● **What you have to do**
Update the rows below by changing each "SHOULD" to "MUST", leaving everything else untouched.

Dataset entries
-- Begin --
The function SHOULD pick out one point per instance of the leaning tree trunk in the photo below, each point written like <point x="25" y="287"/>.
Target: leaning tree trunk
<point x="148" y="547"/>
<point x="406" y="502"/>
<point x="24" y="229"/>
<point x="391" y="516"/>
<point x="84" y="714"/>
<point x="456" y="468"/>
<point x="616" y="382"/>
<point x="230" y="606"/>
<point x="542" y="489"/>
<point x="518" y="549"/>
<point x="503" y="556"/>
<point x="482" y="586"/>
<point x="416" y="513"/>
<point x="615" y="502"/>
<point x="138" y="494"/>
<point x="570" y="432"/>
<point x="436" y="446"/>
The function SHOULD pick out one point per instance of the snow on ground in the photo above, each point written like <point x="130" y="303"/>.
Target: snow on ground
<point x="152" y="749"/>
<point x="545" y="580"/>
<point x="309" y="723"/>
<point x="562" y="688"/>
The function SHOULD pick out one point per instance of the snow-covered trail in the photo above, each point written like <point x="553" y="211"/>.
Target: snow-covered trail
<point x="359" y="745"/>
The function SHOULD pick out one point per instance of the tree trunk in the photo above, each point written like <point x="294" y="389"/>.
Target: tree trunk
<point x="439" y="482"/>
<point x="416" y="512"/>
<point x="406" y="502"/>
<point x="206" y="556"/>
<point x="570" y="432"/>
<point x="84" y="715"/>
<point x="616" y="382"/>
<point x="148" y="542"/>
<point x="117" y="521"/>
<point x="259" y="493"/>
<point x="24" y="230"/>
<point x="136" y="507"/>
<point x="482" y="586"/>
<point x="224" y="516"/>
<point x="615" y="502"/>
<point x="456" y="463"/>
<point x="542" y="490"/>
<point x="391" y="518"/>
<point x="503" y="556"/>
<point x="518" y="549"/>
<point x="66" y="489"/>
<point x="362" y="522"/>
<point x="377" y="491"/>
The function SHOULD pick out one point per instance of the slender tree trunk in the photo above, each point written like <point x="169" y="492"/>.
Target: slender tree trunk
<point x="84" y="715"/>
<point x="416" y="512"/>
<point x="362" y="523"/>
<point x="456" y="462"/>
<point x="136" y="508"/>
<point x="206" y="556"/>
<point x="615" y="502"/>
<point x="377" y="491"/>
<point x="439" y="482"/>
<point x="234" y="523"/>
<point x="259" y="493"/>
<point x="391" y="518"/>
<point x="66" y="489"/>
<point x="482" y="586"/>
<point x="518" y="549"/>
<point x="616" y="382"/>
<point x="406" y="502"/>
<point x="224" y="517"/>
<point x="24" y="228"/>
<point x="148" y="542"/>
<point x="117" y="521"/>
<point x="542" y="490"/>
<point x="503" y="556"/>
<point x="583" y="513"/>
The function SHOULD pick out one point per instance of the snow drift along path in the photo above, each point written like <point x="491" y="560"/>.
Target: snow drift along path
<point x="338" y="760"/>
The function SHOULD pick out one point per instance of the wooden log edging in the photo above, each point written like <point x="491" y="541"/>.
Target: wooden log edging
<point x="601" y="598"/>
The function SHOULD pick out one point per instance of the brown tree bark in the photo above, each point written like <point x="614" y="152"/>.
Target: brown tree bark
-- End --
● **Solution below**
The function MUST pick out one point per instance of the leaning tree trunk in the photo below, each point written like <point x="25" y="287"/>.
Target: leaning tree trunk
<point x="148" y="547"/>
<point x="406" y="502"/>
<point x="24" y="229"/>
<point x="391" y="516"/>
<point x="84" y="714"/>
<point x="456" y="468"/>
<point x="616" y="382"/>
<point x="230" y="606"/>
<point x="542" y="489"/>
<point x="518" y="549"/>
<point x="503" y="556"/>
<point x="482" y="586"/>
<point x="416" y="513"/>
<point x="615" y="502"/>
<point x="138" y="494"/>
<point x="570" y="432"/>
<point x="436" y="446"/>
The function MUST pick out one point per instance of the snow on ground in the photo above, each point written like <point x="130" y="303"/>.
Target: snow on ground
<point x="152" y="749"/>
<point x="545" y="580"/>
<point x="309" y="723"/>
<point x="562" y="688"/>
The function MUST pick out one point per instance of the snow-covered trail in the photo above, each point written like <point x="553" y="211"/>.
Target: snow-covered trail
<point x="359" y="745"/>
The function MUST pick out one point per instance of the tree trunk in the photo above, each point written like <point x="294" y="389"/>.
Target: tree trunk
<point x="439" y="482"/>
<point x="416" y="512"/>
<point x="406" y="502"/>
<point x="206" y="556"/>
<point x="570" y="432"/>
<point x="84" y="715"/>
<point x="616" y="382"/>
<point x="148" y="542"/>
<point x="117" y="521"/>
<point x="259" y="493"/>
<point x="24" y="230"/>
<point x="136" y="507"/>
<point x="482" y="586"/>
<point x="224" y="516"/>
<point x="615" y="502"/>
<point x="456" y="463"/>
<point x="542" y="490"/>
<point x="391" y="518"/>
<point x="503" y="556"/>
<point x="518" y="549"/>
<point x="66" y="489"/>
<point x="362" y="522"/>
<point x="377" y="491"/>
The function MUST pick out one point per instance of the slender tree trunk in the photo above, each point written like <point x="169" y="492"/>.
Target: slender tree trunk
<point x="84" y="715"/>
<point x="416" y="512"/>
<point x="362" y="523"/>
<point x="456" y="462"/>
<point x="136" y="508"/>
<point x="206" y="556"/>
<point x="615" y="502"/>
<point x="377" y="491"/>
<point x="439" y="482"/>
<point x="234" y="523"/>
<point x="259" y="493"/>
<point x="391" y="518"/>
<point x="66" y="489"/>
<point x="482" y="586"/>
<point x="518" y="549"/>
<point x="616" y="382"/>
<point x="406" y="502"/>
<point x="224" y="517"/>
<point x="24" y="228"/>
<point x="148" y="542"/>
<point x="117" y="521"/>
<point x="542" y="490"/>
<point x="503" y="556"/>
<point x="583" y="513"/>
The function MUST pick out one point per instance of the snow drift along path in the photo above, each point written like <point x="491" y="560"/>.
Target: snow drift along path
<point x="338" y="760"/>
The function MUST pick out one point per instance of the wooden log edging in the photo above, each point written like <point x="491" y="541"/>.
Target: wooden log edging
<point x="601" y="598"/>
The function MUST pick out one point per instance of the brown tree bark in the photo above, each point written like <point x="614" y="152"/>.
Target: brown tree bark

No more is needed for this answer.